TASK PROMPT:
Only the lines from the one containing "For every instance of the paved" through the end of the entries should be repeated, exactly as they appear, first and last included.

::: RECORDS SHOWN :::

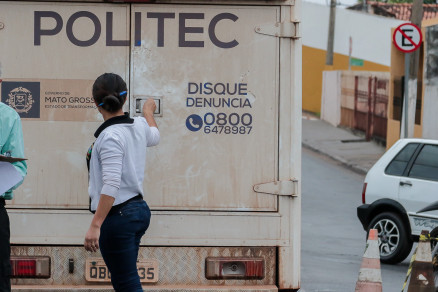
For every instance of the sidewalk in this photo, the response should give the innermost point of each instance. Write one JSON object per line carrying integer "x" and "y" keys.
{"x": 340, "y": 144}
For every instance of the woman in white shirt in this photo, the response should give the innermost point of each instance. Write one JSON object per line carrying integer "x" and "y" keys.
{"x": 116, "y": 171}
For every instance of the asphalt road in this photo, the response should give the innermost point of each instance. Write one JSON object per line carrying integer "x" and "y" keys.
{"x": 333, "y": 240}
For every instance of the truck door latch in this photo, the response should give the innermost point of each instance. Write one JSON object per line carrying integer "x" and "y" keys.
{"x": 279, "y": 188}
{"x": 280, "y": 29}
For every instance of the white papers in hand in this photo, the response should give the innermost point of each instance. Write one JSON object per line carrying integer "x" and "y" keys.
{"x": 9, "y": 176}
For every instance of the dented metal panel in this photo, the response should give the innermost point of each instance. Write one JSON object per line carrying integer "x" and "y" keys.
{"x": 218, "y": 80}
{"x": 177, "y": 265}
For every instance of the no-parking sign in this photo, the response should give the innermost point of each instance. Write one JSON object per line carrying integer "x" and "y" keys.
{"x": 407, "y": 37}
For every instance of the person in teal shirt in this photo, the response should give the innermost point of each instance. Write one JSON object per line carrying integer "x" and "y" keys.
{"x": 11, "y": 141}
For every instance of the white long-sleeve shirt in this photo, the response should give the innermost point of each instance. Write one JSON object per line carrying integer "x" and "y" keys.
{"x": 118, "y": 159}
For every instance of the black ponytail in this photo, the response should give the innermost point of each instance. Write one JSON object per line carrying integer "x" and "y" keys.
{"x": 109, "y": 92}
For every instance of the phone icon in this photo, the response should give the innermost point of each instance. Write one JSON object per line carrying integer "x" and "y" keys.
{"x": 194, "y": 123}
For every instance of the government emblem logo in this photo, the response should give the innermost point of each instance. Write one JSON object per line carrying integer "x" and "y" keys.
{"x": 20, "y": 99}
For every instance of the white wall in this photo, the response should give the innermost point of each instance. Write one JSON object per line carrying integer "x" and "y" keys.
{"x": 331, "y": 97}
{"x": 371, "y": 34}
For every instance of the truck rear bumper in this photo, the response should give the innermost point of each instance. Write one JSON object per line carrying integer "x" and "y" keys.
{"x": 164, "y": 288}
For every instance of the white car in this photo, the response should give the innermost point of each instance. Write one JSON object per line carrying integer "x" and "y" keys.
{"x": 401, "y": 183}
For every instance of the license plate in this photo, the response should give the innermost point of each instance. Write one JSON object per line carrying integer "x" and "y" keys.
{"x": 97, "y": 271}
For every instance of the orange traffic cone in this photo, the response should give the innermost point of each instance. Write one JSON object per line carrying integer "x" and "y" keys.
{"x": 370, "y": 278}
{"x": 422, "y": 279}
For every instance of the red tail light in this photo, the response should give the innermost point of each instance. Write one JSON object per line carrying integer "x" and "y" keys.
{"x": 30, "y": 267}
{"x": 234, "y": 268}
{"x": 363, "y": 192}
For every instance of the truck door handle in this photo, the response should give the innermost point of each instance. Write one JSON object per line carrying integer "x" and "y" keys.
{"x": 405, "y": 183}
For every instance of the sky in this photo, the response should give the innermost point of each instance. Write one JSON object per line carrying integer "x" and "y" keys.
{"x": 341, "y": 3}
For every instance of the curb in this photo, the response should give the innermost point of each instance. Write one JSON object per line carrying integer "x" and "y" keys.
{"x": 353, "y": 167}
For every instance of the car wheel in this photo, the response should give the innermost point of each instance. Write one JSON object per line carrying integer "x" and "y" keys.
{"x": 395, "y": 243}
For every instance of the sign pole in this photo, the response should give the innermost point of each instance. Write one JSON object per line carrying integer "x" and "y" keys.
{"x": 404, "y": 117}
{"x": 407, "y": 38}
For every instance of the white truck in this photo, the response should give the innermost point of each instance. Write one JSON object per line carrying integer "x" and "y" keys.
{"x": 224, "y": 183}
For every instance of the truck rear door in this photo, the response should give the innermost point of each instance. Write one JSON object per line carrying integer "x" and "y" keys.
{"x": 216, "y": 81}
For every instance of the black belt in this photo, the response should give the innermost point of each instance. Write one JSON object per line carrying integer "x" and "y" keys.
{"x": 116, "y": 208}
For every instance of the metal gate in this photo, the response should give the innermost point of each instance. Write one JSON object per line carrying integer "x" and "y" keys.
{"x": 370, "y": 106}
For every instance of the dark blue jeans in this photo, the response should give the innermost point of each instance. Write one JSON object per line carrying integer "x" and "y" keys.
{"x": 119, "y": 242}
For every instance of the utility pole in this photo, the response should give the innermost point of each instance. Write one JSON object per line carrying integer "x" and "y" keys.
{"x": 331, "y": 34}
{"x": 412, "y": 76}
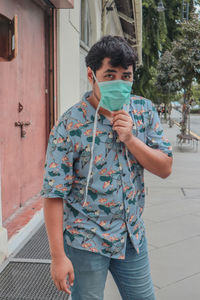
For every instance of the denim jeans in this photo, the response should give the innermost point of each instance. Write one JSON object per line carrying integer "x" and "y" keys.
{"x": 132, "y": 275}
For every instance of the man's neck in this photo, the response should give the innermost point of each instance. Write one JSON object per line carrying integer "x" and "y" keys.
{"x": 94, "y": 102}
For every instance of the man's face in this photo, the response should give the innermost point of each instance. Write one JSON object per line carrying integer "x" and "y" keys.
{"x": 108, "y": 73}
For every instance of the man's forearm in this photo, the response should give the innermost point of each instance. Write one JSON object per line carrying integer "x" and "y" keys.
{"x": 153, "y": 160}
{"x": 53, "y": 214}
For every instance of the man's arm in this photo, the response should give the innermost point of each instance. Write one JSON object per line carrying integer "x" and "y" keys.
{"x": 153, "y": 160}
{"x": 61, "y": 266}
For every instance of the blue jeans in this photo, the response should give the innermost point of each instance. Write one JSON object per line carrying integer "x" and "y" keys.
{"x": 132, "y": 275}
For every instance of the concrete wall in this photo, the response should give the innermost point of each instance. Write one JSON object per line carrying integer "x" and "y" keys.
{"x": 72, "y": 72}
{"x": 68, "y": 52}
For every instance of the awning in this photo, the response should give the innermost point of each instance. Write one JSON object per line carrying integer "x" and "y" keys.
{"x": 63, "y": 3}
{"x": 130, "y": 15}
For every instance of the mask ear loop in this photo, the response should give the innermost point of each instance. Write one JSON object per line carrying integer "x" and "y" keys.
{"x": 92, "y": 151}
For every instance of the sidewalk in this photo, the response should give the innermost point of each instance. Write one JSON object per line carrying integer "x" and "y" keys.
{"x": 172, "y": 218}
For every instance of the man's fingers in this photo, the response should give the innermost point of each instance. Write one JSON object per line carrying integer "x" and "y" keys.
{"x": 65, "y": 287}
{"x": 57, "y": 285}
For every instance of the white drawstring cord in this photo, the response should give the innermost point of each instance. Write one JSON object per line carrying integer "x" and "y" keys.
{"x": 92, "y": 154}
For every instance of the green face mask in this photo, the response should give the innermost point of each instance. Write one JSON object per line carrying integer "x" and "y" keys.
{"x": 114, "y": 94}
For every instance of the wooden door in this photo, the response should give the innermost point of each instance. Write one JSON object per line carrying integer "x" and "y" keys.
{"x": 24, "y": 86}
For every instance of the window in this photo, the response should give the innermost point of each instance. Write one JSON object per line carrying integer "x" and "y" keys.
{"x": 8, "y": 38}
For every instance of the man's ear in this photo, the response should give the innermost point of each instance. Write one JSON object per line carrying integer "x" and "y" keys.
{"x": 90, "y": 75}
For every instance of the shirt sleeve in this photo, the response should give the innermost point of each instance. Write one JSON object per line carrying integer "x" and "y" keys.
{"x": 155, "y": 134}
{"x": 58, "y": 173}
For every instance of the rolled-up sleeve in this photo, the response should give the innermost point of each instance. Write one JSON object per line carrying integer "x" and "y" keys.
{"x": 155, "y": 135}
{"x": 58, "y": 174}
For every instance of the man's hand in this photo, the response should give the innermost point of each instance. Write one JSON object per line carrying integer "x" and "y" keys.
{"x": 62, "y": 273}
{"x": 123, "y": 125}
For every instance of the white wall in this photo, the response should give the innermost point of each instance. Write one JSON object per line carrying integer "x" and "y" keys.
{"x": 112, "y": 27}
{"x": 72, "y": 72}
{"x": 68, "y": 57}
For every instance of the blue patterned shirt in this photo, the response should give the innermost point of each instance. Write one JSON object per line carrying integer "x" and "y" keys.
{"x": 116, "y": 194}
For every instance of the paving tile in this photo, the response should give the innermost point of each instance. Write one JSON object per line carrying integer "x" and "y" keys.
{"x": 173, "y": 209}
{"x": 174, "y": 263}
{"x": 184, "y": 290}
{"x": 172, "y": 231}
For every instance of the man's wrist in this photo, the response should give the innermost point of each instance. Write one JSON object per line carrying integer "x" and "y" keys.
{"x": 130, "y": 140}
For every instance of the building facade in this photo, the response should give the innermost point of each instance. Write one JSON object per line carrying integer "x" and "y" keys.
{"x": 43, "y": 73}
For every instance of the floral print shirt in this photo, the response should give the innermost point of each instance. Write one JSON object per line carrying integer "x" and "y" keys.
{"x": 116, "y": 194}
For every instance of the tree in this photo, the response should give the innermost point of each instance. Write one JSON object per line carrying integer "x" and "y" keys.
{"x": 167, "y": 82}
{"x": 186, "y": 51}
{"x": 159, "y": 30}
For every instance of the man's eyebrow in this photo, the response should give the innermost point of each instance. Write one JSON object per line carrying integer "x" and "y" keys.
{"x": 110, "y": 71}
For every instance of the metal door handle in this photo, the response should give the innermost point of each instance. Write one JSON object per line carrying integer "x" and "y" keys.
{"x": 21, "y": 125}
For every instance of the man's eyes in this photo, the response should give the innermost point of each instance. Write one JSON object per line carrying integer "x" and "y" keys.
{"x": 110, "y": 76}
{"x": 126, "y": 77}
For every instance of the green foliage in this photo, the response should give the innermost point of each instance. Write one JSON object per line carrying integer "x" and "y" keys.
{"x": 178, "y": 69}
{"x": 159, "y": 30}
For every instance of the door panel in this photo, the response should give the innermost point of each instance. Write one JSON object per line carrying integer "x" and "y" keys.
{"x": 24, "y": 81}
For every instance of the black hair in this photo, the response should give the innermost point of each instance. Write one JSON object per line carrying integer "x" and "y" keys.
{"x": 114, "y": 47}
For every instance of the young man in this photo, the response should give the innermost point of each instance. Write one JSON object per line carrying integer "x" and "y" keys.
{"x": 93, "y": 181}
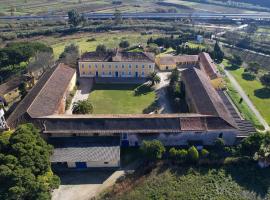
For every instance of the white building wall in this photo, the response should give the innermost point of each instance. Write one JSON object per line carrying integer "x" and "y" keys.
{"x": 208, "y": 138}
{"x": 112, "y": 163}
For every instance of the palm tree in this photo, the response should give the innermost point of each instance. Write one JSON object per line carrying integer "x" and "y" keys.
{"x": 154, "y": 78}
{"x": 82, "y": 107}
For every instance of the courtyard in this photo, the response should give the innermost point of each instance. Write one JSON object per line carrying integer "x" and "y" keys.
{"x": 121, "y": 98}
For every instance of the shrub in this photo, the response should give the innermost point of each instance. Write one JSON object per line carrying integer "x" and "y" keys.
{"x": 124, "y": 44}
{"x": 248, "y": 76}
{"x": 182, "y": 154}
{"x": 193, "y": 154}
{"x": 153, "y": 149}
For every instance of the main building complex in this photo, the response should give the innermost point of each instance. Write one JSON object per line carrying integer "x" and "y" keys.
{"x": 116, "y": 64}
{"x": 94, "y": 140}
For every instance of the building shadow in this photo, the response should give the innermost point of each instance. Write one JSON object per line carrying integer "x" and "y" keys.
{"x": 263, "y": 93}
{"x": 88, "y": 176}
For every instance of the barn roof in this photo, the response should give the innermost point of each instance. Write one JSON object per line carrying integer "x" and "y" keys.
{"x": 203, "y": 95}
{"x": 83, "y": 149}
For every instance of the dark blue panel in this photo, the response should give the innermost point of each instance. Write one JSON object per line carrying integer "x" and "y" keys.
{"x": 81, "y": 165}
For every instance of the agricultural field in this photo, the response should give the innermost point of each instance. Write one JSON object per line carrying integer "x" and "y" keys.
{"x": 120, "y": 99}
{"x": 230, "y": 182}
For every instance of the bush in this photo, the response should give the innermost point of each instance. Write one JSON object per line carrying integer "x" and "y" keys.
{"x": 193, "y": 154}
{"x": 248, "y": 76}
{"x": 153, "y": 149}
{"x": 124, "y": 44}
{"x": 204, "y": 153}
{"x": 182, "y": 154}
{"x": 172, "y": 153}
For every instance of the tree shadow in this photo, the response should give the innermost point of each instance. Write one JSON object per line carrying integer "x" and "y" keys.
{"x": 154, "y": 106}
{"x": 142, "y": 90}
{"x": 248, "y": 76}
{"x": 232, "y": 67}
{"x": 263, "y": 93}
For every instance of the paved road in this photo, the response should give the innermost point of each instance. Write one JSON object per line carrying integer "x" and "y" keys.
{"x": 165, "y": 106}
{"x": 126, "y": 15}
{"x": 247, "y": 100}
{"x": 82, "y": 93}
{"x": 86, "y": 185}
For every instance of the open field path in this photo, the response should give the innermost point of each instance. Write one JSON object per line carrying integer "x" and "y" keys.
{"x": 246, "y": 99}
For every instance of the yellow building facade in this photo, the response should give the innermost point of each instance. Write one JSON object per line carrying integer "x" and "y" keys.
{"x": 130, "y": 65}
{"x": 115, "y": 69}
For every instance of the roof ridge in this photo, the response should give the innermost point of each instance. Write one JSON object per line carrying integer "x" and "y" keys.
{"x": 42, "y": 88}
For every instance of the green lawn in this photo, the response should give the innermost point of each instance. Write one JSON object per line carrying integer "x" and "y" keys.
{"x": 231, "y": 182}
{"x": 256, "y": 92}
{"x": 120, "y": 99}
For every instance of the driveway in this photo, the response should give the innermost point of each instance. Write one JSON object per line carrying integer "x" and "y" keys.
{"x": 82, "y": 185}
{"x": 86, "y": 185}
{"x": 82, "y": 93}
{"x": 161, "y": 90}
{"x": 247, "y": 100}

:::

RESULT FOR THIS TASK:
For every instance of the paved road in this photo, the response should give the innermost point of each instance. Write one JSON object per line carrying integer "x" and "y" keys.
{"x": 165, "y": 106}
{"x": 126, "y": 15}
{"x": 247, "y": 100}
{"x": 82, "y": 93}
{"x": 86, "y": 185}
For every instance of the open field path in this photo, the response should give the innermost point of each instance. Write one JSON object per line carrying integer "x" and "y" keys.
{"x": 246, "y": 99}
For every instance of the yellow building facade in this photo, the response should give the innermost point of each instance. Write one JSON object per line carrying integer "x" and "y" keys.
{"x": 130, "y": 65}
{"x": 115, "y": 69}
For every instance of the roof ridge in this photo, the response should give the innermost point of each instance. Write one JSON object per line carrying integer "x" and "y" keys.
{"x": 42, "y": 88}
For every instance of the green lawn in this photo, the response should give the innermost point of each instance. Write one JSON object per line carrying integer "x" and "y" keys.
{"x": 231, "y": 182}
{"x": 256, "y": 92}
{"x": 120, "y": 99}
For every instance of the driveway in this photo, the response should give the innermost point of each instance. Write one JSON object per line carrying integer "x" and "y" keys.
{"x": 82, "y": 185}
{"x": 86, "y": 185}
{"x": 82, "y": 93}
{"x": 161, "y": 90}
{"x": 247, "y": 100}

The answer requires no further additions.